__Teks yang Diberikan__:
^^^^^^^^^^^^^^^^
"Bu, sebentar lagi kulkas kito datang"
(Bu, sebentar lagi kulkas kita datang)"Ahh, basing bae. Kau beli kulkas?"
(Ahh, sembarangan saja. Kau beli kulkas?)
Begitulah sedikit percakapanku dengan Ibuku dua hari yang lalu. Saat itu kami sekeluarga sedang mengupas jagung ayam alias jagung hibrida yang baru saja dipanen.
Sebelumnya, aku belum memberitahu keluargaku bahwa diriku telah menang event Samber THR dan mendapat kulkas. Rencananya aku ingin memberikan kejutan, tapi karena kupikir nantinya kurang seru dan melahirkan banyak duga, langsung saja kuberitahu. Dan ternyata?
Respon ibuku persis seperti Emak-emak yang mendengar ada gelas yang jatuh di dapur. Beliau kaget dan tak percaya. Beliau anggap bicaraku hoaxs dan malah meninggikan prasangka bahwa sesungguhnya aku sudah beli kulkas menggunakan uangku sendiri.
Tapi, setelah kujelaskan kembali, akhirnya Ibuku percaya. Alhamdulillah! Beliau pun mengingat kembali aktivitasku di bulan Ramadan kemarin yang sok sibuk merekam-rekam aktivitas memasak Lema khas Curup dan juga merebus pisang plus keladi di air nira.
Waktu itu, Ibuku sempat bertanya untuk apa aku merekam-rekam aktivitas yang begituan. Langsung saja kujawab, aku ikut lomba menulis di Kompasiana selama sebulan. Siapa tahu nanti kita dapat kulkas.
Perjuangan Menulis Pada Event THR Kompasiana
One day one article, tema ditentukan oleh Kompasiana, dan menulis di berbagai macam kategori secara maraton hingga lebaran tiba, itulah ciri khas microsite Satu Bulan Bercerita (Samber) Tebar Hikmah Ramadan (THR) Kompasiana.
Selebihnya aku belum tahu detail karena aku adalah Kompasianer (Penulis di Kompasiana) pemula yang baru mendaftar di Juli 2019. Karena penasaran dengan event ini berikut dengan hadiahnya, jadi kupertimbangkan untuk ikut saja. Siapa tahu menang, kan?
Tanggal 27 April 2020, perjuangan menulis pun dimulai. Waktu itu tema tulisannya tidak berat, hanya tentang harapanku di bulan Ramadan. Tapi, setelah melihat banyak postingan para Kompasioner di pagi hari, aku malah bingung. Bingung tentang apalagi materi yang harus kutulis.
^^^^^^^^^^^^^^^^
__Data yang Diberikan__:
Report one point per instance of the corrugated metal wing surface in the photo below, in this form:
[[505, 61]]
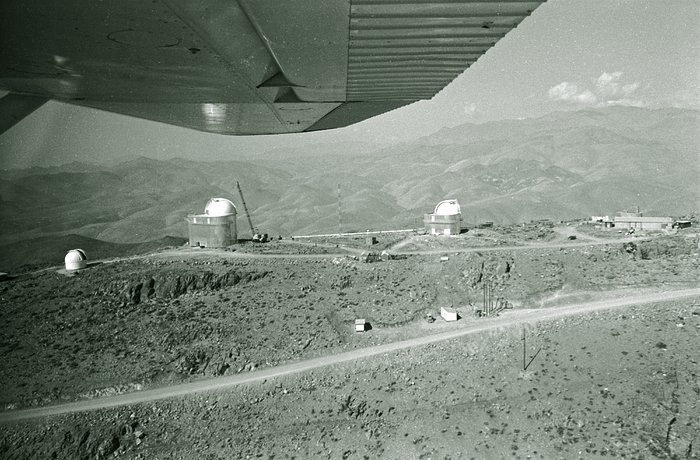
^^^^^^^^^^^^^^^^
__Tugas Singkat__:
Dari cerita tentang hadiah kulkas, daftarkan semua istilah atau singkatan yang disertai penjelasan maknanya di dalam teks, masing-masing bersama penjelasan tersebut.

__Jawaban Lengkap__:
- Jagung ayam: jagung hibrida
- Samber: Satu Bulan Bercerita
- THR: Tebar Hikmah Ramadan
- Kompasianer: Penulis di Kompasiana